_Exercise goal:_ Rewrite the data from the line containing "like [389, 244]." through the end of the data, requests included. Increase every coordinate in the answers by 96 and leave everything else unchanged.
[START OF The data]
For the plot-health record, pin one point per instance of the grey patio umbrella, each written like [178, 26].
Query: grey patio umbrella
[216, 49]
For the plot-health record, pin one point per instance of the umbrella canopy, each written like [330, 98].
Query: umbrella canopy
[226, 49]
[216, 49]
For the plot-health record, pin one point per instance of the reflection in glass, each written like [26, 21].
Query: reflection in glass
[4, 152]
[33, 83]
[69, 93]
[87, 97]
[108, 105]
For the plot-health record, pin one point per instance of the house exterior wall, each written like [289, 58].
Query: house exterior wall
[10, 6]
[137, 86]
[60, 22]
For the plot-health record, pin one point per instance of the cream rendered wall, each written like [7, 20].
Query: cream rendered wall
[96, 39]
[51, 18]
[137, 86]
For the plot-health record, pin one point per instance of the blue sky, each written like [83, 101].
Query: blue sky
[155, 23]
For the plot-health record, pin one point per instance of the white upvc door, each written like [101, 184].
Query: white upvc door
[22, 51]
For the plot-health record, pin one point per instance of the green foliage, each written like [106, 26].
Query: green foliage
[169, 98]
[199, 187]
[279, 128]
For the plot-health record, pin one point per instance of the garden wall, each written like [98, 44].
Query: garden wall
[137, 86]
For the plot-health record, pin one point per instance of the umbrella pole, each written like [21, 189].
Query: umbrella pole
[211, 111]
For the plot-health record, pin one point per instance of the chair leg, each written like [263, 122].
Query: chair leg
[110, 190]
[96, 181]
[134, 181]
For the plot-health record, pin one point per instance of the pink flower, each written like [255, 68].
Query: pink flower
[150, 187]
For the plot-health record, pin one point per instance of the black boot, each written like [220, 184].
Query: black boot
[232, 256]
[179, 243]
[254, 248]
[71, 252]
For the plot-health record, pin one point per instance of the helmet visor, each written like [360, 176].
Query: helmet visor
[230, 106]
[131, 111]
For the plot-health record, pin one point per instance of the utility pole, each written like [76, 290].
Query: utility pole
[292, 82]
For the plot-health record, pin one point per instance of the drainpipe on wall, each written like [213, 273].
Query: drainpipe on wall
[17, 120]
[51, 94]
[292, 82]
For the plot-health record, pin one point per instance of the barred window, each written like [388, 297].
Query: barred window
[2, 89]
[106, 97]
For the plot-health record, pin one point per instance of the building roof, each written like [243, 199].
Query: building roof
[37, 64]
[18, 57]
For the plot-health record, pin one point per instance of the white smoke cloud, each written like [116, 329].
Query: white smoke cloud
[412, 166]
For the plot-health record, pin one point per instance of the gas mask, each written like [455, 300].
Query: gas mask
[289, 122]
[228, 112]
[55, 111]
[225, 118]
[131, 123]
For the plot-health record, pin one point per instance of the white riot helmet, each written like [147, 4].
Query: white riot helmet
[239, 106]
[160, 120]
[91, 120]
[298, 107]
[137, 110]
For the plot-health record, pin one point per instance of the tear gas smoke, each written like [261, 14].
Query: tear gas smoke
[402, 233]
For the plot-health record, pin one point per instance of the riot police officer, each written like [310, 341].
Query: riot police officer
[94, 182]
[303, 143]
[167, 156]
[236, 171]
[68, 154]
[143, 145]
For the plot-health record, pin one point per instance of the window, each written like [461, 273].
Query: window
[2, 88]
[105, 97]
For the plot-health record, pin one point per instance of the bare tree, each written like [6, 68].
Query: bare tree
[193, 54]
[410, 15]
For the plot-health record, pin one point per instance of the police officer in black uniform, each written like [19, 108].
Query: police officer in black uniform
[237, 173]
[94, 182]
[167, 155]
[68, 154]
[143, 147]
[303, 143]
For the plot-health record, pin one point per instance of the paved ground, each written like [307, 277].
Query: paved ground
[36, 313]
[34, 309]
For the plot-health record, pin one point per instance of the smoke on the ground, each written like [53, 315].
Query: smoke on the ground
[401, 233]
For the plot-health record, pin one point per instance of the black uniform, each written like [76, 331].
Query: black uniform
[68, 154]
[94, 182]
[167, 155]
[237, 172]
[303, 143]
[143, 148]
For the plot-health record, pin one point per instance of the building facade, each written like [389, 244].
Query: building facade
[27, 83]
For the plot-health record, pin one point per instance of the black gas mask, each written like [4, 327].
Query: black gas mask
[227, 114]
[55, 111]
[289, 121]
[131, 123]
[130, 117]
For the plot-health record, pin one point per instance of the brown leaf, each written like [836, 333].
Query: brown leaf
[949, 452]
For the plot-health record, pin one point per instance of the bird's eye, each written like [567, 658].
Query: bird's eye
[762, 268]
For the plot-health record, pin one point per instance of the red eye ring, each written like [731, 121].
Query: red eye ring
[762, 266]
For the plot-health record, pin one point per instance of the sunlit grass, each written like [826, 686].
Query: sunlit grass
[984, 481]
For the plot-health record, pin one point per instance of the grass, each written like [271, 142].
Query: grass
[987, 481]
[END OF The data]
_Exercise answer:_
For the plot-health record, pin one point per instance of the building facade, each written like [389, 244].
Query: building facade
[123, 179]
For the plot-health record, pin one point per instance of the black gas mask, each written like [4, 327].
Query: black gas mask
[323, 210]
[151, 207]
[385, 217]
[227, 219]
[226, 213]
For the plot-health record, pin one point per instance of the brown leaf, each written like [836, 333].
Query: brown leaf
[1045, 548]
For the plot-health record, pin one point per instance of the bird's eye, each written like [567, 658].
Query: bird's eye
[858, 364]
For the plot-health record, pin one point per instance of the red eye ring, each written like [731, 121].
Query: red eye ring
[858, 362]
For the plot-health record, pin one point per instance of the sunlit grass, each written like [826, 686].
Query: sunlit grass
[1080, 577]
For the plot-health record, pin one point per instance of the grass, each written like [271, 142].
Query: grass
[1083, 577]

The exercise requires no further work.